Excerpts from annotation records
□ □ □ □ □ □ □

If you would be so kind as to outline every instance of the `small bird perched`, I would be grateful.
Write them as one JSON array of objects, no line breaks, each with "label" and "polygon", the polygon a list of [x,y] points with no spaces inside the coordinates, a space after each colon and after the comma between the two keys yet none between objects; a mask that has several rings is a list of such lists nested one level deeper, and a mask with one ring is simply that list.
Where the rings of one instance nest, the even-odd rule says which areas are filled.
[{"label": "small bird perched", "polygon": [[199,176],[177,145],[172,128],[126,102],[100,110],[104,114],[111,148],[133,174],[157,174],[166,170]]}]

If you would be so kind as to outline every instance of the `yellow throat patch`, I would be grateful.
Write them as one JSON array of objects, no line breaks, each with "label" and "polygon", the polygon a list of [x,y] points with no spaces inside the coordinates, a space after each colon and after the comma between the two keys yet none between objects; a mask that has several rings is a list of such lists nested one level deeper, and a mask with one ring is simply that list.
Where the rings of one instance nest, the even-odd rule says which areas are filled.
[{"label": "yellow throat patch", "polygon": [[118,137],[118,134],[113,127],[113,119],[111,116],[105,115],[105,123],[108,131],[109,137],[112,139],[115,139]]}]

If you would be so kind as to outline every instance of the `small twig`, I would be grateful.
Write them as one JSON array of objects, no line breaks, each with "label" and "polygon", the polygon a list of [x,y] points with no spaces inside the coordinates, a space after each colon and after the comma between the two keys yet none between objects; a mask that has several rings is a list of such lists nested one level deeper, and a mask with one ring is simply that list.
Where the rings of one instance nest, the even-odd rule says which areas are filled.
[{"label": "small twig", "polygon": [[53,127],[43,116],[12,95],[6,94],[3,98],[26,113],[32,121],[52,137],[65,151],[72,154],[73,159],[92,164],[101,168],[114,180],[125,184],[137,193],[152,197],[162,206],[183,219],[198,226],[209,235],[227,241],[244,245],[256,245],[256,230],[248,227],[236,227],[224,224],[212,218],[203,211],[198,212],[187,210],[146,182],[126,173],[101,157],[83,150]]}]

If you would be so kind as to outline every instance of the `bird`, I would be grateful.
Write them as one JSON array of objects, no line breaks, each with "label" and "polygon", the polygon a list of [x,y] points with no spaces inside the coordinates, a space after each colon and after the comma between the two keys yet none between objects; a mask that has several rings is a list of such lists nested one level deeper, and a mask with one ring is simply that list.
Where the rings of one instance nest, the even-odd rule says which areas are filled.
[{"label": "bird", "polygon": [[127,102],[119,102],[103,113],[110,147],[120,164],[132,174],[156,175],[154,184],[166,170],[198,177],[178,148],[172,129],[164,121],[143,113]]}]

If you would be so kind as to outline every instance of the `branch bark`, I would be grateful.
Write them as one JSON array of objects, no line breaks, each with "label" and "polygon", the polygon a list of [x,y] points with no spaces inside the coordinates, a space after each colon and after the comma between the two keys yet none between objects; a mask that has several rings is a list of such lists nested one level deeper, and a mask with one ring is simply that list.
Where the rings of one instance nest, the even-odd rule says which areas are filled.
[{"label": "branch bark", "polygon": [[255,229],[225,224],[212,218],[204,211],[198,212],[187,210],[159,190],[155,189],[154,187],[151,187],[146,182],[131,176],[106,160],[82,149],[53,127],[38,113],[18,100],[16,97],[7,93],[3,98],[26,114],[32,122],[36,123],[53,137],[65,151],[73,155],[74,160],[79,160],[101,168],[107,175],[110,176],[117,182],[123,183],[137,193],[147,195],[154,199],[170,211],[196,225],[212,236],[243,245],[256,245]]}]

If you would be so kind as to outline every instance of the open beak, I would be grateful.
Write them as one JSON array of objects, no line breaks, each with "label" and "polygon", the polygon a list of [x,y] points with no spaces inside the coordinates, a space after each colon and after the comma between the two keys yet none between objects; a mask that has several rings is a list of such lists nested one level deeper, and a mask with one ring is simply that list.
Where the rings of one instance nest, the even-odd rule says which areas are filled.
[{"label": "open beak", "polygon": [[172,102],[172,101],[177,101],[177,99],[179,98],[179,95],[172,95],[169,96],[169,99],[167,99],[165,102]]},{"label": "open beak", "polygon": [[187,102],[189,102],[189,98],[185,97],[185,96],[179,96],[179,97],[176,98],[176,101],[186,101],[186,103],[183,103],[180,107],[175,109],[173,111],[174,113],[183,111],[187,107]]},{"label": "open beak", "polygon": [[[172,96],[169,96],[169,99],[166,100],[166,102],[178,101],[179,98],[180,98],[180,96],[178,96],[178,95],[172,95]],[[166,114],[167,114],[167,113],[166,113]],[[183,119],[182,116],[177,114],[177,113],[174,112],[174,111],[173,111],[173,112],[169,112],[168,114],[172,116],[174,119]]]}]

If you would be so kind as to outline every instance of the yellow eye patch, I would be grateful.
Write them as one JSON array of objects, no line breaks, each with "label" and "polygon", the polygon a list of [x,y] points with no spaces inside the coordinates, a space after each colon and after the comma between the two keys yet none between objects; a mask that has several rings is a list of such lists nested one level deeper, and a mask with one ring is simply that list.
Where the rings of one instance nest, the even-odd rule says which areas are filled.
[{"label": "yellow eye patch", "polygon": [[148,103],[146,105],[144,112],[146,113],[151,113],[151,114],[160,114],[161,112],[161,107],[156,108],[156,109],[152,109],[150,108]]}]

□ □ □ □ □ □ □

Given instruction> Count the lines of the listing above that contain the string "throat", treating case as significant. Give only the number.

Response to the exercise> 2